SUPPLIED TEXT -
I've tried other bread recipes, but this one is a staple in our home. I won $50 in a bake-off with a loaf that I had stored in the freezer. —Mickey Turner, Grants Pass, Oregon
Ingredients:
• 2 packages (1/4 ounce each) active dry yeast
• 3-1/4 cups warm water (110° to 115°)
• 1/4 cup bread flour
• 1/3 cup canola oil
• 1/3 cup honey
• 3 teaspoons salt
• 6-1/2 to 7-1/2 cups whole wheat flour
• 1/2 cup sunflower kernels
• 3 tablespoons butter, melted
Directions:
1. In a large bowl, dissolve yeast in warm water. Add the bread flour, oil, honey, salt and 4 cups whole wheat flour. Beat until smooth. Stir in sunflower kernels and enough remaining flour to form a firm dough.

GIVEN REQUEST 1 - Pull out every line of the records that contains the string "gherkins", treating uppercase and lowercase as different.
GIVEN REQUEST 2 - Carry on the whole wheat bread recipe from the point where it stops.
The records that follow the recipe are unrelated to it.

DATA TO PROCESS -
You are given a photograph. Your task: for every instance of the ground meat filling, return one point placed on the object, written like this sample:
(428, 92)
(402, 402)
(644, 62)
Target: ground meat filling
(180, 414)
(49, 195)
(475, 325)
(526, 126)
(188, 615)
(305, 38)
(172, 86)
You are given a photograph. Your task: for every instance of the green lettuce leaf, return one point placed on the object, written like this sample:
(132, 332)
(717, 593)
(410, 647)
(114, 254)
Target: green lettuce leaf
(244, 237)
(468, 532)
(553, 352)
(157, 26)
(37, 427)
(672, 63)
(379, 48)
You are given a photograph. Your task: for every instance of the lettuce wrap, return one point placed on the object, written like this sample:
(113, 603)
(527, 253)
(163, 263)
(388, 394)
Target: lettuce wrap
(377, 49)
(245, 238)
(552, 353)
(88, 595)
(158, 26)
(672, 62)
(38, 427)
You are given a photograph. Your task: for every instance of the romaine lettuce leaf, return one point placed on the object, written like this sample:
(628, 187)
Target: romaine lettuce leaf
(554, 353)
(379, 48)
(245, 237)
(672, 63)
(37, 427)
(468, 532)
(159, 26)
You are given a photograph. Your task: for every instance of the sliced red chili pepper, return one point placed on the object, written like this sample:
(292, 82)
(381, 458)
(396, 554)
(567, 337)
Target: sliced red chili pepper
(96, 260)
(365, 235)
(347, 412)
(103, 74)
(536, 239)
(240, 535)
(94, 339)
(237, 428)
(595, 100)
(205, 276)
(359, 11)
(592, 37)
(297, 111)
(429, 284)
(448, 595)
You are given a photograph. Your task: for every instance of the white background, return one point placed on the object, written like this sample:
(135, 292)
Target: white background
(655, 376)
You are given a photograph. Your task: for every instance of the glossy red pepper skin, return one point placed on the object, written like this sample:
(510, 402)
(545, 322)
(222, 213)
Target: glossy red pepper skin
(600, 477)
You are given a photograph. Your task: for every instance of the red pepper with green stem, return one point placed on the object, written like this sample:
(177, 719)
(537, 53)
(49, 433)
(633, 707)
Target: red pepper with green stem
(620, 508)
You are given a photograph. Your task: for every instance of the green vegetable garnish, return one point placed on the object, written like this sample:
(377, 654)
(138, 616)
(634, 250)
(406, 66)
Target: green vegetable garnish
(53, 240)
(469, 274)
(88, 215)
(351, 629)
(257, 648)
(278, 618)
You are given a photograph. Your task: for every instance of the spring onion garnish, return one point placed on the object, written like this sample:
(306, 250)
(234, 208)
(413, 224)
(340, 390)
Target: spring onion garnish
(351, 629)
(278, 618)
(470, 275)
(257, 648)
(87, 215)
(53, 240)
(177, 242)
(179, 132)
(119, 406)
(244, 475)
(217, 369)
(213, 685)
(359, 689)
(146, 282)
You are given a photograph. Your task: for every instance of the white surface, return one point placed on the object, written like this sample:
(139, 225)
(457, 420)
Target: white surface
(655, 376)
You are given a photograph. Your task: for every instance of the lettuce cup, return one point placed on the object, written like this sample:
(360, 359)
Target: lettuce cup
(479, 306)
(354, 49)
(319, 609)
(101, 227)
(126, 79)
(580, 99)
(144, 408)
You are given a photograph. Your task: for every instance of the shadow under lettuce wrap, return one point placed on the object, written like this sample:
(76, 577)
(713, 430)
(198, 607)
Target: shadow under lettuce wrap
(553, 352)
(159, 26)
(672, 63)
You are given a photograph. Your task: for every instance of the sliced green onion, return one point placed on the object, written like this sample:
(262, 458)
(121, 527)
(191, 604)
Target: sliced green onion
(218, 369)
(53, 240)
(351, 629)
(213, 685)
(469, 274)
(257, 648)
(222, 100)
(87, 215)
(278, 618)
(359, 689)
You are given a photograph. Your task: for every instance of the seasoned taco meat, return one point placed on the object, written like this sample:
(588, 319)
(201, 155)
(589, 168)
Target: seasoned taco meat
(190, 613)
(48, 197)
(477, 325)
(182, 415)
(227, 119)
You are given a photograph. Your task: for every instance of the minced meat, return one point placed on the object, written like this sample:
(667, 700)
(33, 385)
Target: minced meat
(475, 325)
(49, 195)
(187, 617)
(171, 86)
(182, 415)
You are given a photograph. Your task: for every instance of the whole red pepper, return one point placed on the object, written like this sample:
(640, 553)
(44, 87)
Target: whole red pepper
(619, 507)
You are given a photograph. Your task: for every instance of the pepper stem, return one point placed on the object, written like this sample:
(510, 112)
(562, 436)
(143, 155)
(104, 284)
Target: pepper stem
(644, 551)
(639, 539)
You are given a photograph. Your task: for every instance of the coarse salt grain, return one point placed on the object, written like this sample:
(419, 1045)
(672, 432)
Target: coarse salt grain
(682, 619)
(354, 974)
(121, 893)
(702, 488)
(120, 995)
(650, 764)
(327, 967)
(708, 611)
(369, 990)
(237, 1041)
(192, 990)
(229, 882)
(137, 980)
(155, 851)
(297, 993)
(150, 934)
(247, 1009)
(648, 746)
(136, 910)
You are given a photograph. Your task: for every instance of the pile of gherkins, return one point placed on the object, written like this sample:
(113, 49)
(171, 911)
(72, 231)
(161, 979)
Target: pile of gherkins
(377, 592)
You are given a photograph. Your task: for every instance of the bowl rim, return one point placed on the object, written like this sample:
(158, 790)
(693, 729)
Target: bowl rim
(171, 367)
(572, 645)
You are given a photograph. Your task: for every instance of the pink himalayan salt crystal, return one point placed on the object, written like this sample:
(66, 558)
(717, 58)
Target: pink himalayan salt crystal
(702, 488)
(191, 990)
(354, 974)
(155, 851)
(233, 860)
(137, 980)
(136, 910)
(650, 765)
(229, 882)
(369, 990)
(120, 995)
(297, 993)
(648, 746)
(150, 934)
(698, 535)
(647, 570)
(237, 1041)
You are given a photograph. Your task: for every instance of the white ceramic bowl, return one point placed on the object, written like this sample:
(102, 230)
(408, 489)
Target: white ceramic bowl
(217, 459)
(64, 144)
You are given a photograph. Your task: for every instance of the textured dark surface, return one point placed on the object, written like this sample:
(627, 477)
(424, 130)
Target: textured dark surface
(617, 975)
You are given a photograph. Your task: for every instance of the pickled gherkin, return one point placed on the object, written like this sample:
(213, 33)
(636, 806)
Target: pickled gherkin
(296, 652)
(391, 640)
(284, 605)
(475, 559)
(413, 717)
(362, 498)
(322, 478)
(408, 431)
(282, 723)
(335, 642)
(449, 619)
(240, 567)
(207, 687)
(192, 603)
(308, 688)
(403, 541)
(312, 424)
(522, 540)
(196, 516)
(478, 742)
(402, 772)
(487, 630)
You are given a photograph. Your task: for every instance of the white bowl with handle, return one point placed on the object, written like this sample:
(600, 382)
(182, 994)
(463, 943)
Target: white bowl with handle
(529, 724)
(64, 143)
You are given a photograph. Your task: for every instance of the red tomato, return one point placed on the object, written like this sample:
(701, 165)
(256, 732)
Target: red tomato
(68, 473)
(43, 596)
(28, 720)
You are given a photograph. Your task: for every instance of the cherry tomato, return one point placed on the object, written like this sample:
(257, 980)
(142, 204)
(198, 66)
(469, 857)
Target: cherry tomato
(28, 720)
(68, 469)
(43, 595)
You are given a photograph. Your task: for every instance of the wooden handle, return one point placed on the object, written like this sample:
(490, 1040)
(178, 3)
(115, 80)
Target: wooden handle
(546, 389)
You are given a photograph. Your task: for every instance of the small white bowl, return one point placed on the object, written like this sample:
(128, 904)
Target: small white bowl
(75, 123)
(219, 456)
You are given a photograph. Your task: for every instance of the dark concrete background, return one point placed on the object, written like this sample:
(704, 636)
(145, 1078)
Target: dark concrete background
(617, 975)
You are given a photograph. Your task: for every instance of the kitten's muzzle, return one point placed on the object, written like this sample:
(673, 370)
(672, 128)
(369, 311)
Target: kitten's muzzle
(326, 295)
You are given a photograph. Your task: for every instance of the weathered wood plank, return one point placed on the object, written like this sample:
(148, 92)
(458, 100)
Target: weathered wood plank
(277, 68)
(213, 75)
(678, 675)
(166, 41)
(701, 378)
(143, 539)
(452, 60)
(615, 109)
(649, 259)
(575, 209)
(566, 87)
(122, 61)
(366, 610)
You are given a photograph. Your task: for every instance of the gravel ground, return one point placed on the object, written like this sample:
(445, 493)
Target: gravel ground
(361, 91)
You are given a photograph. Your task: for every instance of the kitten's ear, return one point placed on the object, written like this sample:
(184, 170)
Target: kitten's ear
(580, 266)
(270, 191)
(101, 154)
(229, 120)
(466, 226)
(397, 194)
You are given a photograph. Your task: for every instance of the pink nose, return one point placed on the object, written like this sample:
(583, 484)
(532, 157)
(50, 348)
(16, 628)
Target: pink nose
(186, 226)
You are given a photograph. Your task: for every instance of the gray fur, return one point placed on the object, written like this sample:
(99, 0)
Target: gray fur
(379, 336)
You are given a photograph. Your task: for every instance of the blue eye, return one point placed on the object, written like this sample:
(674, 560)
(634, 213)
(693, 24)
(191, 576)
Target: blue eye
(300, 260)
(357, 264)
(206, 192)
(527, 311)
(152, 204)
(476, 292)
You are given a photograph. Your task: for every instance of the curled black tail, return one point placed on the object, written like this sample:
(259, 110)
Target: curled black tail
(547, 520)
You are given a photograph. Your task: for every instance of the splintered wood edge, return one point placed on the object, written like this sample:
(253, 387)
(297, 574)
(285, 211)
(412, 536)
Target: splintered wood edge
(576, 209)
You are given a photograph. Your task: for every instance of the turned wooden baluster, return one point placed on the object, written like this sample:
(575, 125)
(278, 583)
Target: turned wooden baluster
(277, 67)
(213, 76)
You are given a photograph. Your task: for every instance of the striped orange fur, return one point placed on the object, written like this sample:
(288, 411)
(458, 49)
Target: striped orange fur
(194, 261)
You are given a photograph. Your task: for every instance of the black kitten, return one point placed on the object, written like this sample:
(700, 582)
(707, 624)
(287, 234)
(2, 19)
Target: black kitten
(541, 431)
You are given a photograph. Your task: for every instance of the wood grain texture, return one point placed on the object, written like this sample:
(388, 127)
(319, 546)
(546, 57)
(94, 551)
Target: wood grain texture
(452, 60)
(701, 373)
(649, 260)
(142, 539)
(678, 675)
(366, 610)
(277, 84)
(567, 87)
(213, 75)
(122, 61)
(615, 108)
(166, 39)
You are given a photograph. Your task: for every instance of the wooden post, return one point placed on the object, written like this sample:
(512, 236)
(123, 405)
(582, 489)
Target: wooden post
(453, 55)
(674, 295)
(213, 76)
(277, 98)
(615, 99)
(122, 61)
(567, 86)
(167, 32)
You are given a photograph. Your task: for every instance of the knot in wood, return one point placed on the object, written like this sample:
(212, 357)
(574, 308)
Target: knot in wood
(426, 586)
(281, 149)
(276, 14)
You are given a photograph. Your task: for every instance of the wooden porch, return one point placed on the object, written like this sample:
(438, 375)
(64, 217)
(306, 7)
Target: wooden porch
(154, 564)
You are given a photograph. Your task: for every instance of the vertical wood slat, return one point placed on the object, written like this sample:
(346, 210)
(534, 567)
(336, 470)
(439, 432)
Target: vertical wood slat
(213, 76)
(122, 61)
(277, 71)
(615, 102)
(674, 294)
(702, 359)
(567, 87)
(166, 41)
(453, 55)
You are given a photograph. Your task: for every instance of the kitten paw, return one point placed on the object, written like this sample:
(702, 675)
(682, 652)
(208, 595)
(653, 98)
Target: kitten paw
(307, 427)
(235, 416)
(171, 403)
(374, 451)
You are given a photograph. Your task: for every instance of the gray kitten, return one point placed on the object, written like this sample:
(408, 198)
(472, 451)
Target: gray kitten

EXERCISE ANSWER 1 -
You are given a photograph. Your task: for every instance of the pile of gherkins, return one point placed on the object, written like this sample:
Target: pile of gherkins

EXERCISE ANSWER 2 -
2. Turn onto a floured surface; knead until smooth and elastic, about 6-8 minutes. Place in a greased bowl, turning once to grease the top. Cover and let rise in a warm place until doubled, about 1 hour.
3. Punch dough down; divide into three portions. Shape into loaves; place in three greased 8-in. x 4-in. loaf pans. Cover and let rise until doubled, about 30 minutes.
4. Bake at 350° for 35-40 minutes or until golden brown. Brush with melted butter. Remove from pans to wire racks to cool.
Freeze option: Securely wrap and freeze cooled loaves in foil and place in resealable plastic freezer bags. To use, thaw at room temperature.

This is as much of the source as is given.